__DOCUMENT__:
------------------------

# Delonghi ESAM04.350.S - help please?



## coffeeone (Dec 11, 2011)

Hi guys,

I got a Delonghi ESAM04.350.S auto bean to cup machine for christmas. I know it is not as good as a proper manual device but i wanted to go the route of simplicity and speed. Rightly or wrongly so here we are.

I know it is possible to alter the grind setting of the machine and the water level of the espresso as well as the strength of the coffee produced.

So my question would be what would be the optimum settings? I mean when i alter the strength of the coffee does it grind more beans? Or does it tamp it differently or what? I have read and re-read the manual but i am none the wiser.

Having read this forum i know i need to try and work for a 60ml double shot in about 20 seconds. I thought altering the grind would achieve this but i was wrong In the manual it states only alter the grind if the drip is not constant.

Would i be best to alter the settings (mainly stength setting i presume) untill i achieve this time or would i be best producing a 2 cup espresso shot? I think i am confusing myself here so i am gonna go make me a coffee. lol

cheers

edit - ok not sure what this means but i tried making two standard cups of espresso. both 60ml (into the one cup of course) and this took 40 seconds that is from the moment the liquid started to pour until it finished. Then i tried it using the extra long cup option. which is 120ml this took 38 seconds.

------------------------

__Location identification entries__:
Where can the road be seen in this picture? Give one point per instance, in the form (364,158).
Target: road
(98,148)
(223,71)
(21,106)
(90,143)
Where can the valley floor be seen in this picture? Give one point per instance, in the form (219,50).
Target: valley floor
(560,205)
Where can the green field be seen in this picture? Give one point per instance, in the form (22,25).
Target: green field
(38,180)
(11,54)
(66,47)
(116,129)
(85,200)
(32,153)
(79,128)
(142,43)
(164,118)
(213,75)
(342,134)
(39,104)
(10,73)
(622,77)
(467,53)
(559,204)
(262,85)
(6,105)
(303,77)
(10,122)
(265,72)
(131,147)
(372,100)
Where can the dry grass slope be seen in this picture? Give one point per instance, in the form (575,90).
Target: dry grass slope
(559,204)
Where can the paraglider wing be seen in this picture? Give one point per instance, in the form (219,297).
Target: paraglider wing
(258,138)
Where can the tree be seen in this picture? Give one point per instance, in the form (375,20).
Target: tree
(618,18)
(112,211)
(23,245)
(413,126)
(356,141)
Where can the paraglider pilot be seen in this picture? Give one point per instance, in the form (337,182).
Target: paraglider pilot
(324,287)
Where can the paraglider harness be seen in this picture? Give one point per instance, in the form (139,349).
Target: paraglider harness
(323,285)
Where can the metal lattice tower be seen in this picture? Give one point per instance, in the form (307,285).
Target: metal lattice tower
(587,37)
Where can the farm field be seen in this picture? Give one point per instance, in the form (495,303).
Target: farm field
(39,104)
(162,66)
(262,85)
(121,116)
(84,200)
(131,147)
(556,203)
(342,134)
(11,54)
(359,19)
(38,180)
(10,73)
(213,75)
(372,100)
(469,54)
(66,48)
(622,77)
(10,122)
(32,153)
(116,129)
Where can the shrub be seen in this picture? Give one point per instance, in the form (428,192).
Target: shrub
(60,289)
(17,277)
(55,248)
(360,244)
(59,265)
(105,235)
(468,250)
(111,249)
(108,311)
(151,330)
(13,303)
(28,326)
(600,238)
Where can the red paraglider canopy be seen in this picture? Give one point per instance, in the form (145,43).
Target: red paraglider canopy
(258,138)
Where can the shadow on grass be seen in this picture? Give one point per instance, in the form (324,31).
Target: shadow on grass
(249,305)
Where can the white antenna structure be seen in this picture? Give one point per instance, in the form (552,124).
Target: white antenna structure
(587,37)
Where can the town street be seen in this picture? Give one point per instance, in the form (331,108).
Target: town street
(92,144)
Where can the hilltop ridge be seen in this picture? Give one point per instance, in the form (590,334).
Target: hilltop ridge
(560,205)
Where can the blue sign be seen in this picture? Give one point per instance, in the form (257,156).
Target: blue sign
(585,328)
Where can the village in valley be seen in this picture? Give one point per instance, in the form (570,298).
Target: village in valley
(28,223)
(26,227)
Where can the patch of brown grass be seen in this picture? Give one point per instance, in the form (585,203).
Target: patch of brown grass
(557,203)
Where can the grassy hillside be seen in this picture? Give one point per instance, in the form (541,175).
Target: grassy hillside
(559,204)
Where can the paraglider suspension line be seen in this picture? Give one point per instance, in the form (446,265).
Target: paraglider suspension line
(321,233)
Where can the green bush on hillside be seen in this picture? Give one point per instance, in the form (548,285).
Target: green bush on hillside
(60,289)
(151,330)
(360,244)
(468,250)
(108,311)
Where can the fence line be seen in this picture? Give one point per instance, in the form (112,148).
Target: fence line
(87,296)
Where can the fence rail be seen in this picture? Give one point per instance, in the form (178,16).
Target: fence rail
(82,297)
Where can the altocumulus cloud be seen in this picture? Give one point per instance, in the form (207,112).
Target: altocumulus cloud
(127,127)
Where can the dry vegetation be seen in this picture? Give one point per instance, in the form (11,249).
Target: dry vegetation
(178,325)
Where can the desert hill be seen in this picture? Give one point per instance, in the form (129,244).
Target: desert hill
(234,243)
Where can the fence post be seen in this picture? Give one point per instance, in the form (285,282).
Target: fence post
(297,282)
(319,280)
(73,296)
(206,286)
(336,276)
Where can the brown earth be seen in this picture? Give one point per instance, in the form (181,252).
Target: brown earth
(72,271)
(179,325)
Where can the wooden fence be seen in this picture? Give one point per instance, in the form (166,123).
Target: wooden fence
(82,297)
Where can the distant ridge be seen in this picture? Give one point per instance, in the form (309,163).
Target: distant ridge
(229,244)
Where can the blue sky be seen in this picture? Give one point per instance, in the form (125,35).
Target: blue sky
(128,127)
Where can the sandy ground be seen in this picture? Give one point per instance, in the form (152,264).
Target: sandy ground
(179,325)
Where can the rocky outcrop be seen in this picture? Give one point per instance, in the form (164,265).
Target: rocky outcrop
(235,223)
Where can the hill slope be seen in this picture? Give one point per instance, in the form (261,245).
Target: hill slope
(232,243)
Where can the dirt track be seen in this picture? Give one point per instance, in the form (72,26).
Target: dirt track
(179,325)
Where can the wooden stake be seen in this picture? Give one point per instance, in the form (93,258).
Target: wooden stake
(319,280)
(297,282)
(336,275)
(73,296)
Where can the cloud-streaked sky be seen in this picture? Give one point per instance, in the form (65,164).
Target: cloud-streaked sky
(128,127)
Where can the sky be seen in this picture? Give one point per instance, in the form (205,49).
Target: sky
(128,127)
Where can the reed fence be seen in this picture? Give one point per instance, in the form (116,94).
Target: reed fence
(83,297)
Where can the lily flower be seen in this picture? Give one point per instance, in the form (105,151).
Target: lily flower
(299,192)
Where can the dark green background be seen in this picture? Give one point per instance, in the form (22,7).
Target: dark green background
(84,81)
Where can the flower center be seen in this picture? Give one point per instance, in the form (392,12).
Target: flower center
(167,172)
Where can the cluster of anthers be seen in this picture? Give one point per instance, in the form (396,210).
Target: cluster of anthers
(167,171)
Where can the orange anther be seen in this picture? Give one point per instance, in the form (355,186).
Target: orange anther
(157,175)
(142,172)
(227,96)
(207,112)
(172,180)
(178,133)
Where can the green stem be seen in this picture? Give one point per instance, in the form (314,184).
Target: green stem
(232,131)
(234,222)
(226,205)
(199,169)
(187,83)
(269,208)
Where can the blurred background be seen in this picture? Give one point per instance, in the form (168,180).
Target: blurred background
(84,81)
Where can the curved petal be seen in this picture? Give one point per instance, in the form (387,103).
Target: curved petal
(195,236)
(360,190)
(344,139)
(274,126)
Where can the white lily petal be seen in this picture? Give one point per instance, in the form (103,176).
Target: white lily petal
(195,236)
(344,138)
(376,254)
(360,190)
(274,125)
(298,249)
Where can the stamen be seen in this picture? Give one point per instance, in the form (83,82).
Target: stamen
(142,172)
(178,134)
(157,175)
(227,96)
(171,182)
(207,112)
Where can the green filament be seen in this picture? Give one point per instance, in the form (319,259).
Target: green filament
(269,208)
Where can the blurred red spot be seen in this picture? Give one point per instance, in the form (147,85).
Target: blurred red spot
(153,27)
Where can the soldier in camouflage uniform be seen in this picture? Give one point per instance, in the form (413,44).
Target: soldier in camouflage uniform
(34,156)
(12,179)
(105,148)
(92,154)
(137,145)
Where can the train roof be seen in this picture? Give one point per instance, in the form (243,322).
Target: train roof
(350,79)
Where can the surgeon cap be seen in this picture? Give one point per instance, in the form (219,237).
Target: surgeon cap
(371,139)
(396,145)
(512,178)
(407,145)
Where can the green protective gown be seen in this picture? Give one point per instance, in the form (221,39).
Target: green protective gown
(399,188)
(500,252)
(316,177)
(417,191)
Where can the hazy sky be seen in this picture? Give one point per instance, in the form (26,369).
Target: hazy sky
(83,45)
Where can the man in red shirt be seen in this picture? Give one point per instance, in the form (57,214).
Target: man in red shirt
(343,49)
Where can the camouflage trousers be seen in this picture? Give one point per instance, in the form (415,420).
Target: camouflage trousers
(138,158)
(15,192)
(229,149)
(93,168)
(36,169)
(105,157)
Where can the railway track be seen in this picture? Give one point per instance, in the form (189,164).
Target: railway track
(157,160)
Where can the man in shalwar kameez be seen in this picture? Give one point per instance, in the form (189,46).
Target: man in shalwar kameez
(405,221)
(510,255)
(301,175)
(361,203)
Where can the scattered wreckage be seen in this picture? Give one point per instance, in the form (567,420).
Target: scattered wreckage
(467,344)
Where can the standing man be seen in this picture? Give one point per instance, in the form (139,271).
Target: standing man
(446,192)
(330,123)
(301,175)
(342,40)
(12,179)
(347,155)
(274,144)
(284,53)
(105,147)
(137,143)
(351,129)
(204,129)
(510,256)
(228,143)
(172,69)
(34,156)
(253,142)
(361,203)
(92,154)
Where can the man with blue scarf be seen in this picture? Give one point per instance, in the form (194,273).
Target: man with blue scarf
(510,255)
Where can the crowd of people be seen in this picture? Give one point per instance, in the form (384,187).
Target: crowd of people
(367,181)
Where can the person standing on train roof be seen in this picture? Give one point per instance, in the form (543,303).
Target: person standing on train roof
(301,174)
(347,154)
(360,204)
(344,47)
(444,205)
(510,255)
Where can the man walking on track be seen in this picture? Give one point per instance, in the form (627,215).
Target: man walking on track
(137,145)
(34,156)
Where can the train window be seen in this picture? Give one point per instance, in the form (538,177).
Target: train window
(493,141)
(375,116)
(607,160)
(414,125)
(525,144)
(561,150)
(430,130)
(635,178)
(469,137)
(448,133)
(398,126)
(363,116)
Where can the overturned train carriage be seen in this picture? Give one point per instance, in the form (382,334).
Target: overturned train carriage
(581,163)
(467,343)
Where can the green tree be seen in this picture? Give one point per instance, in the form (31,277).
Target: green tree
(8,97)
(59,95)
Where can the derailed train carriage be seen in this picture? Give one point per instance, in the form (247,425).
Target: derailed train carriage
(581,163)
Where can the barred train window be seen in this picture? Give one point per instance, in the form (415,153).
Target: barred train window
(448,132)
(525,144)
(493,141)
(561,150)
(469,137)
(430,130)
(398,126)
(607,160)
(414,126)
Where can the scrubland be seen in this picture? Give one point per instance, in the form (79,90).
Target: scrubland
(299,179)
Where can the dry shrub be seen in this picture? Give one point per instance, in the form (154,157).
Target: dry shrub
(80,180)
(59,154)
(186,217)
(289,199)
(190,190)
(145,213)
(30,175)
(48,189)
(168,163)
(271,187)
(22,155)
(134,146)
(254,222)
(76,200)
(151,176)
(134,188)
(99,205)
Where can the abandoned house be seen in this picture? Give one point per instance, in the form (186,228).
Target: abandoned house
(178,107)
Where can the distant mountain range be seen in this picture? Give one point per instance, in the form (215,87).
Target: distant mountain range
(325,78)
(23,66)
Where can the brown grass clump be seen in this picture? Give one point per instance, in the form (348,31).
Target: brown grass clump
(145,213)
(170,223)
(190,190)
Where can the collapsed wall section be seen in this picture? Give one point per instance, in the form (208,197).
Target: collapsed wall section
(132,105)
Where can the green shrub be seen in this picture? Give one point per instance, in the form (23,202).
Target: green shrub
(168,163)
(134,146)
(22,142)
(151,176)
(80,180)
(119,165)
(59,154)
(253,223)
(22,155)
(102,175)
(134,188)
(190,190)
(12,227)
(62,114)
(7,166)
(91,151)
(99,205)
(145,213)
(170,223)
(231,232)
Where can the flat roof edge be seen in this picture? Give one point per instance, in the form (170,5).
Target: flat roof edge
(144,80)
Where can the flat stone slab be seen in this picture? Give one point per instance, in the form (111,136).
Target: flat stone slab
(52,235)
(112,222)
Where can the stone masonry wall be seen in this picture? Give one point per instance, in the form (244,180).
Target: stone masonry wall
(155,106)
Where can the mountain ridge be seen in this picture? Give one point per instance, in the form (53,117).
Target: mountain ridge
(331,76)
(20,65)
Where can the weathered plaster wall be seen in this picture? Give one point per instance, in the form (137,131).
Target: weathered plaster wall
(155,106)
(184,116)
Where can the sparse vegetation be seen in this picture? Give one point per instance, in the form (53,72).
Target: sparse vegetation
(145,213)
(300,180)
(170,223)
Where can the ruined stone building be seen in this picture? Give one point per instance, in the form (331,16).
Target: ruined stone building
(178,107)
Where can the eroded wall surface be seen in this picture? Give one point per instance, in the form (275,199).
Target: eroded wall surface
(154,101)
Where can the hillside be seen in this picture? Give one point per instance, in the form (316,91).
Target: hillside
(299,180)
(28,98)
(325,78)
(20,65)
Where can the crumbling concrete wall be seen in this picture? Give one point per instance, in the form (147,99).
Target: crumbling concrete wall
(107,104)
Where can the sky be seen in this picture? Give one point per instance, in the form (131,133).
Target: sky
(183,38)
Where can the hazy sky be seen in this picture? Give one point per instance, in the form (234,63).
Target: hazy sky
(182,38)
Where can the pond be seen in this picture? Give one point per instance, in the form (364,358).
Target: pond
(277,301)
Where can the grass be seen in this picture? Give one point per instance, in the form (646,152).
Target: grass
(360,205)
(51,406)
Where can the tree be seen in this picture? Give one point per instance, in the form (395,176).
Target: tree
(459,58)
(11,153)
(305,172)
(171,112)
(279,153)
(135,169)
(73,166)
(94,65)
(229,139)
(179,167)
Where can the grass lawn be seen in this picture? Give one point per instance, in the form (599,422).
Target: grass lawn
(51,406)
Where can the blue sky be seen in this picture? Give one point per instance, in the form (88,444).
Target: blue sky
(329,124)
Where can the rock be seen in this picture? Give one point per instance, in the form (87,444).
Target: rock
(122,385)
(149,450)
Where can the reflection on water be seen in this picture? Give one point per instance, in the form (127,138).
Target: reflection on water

------------------------

__AIM 1__: Name the machine settings that the forum thread says can be altered.
__AIM 2__: Extract the rows from the line with "Where can the ruined" through the last line of the rows, keeping each line unchanged.
These rows are unrelated to the forum thread.

__EXERCISE ANSWER 1__:
- Grind setting
- Water level of the espresso
- Strength of the coffee

__EXERCISE ANSWER 2__:
Where can the ruined stone building be seen in this picture? Give one point per instance, in the form (331,16).
Target: ruined stone building
(178,107)
Where can the eroded wall surface be seen in this picture? Give one point per instance, in the form (275,199).
Target: eroded wall surface
(154,101)
Where can the hillside be seen in this picture? Give one point per instance, in the form (316,91).
Target: hillside
(299,180)
(28,98)
(325,78)
(20,65)
Where can the crumbling concrete wall be seen in this picture? Give one point per instance, in the form (147,99).
Target: crumbling concrete wall
(107,104)
Where can the sky be seen in this picture? Give one point per instance, in the form (131,133).
Target: sky
(183,38)
Where can the hazy sky be seen in this picture? Give one point per instance, in the form (234,63).
Target: hazy sky
(182,38)
Where can the pond be seen in this picture? Give one point per instance, in the form (364,358).
Target: pond
(277,301)
Where can the grass be seen in this picture? Give one point per instance, in the form (646,152).
Target: grass
(360,205)
(51,406)
Where can the tree be seen in this picture? Give one point per instance, in the form (395,176).
Target: tree
(459,58)
(11,153)
(305,172)
(171,112)
(279,153)
(135,169)
(73,166)
(94,65)
(229,139)
(179,167)
Where can the grass lawn be seen in this picture? Give one point per instance, in the form (599,422).
Target: grass lawn
(51,406)
Where can the blue sky be seen in this picture? Give one point per instance, in the form (88,444).
Target: blue sky
(329,124)
Where can the rock be seen in this picture? Give one point per instance, in the form (87,444).
Target: rock
(122,385)
(149,450)
Where can the reflection on water be seen in this picture? Give one point per instance, in the form (127,138).
Target: reflection on water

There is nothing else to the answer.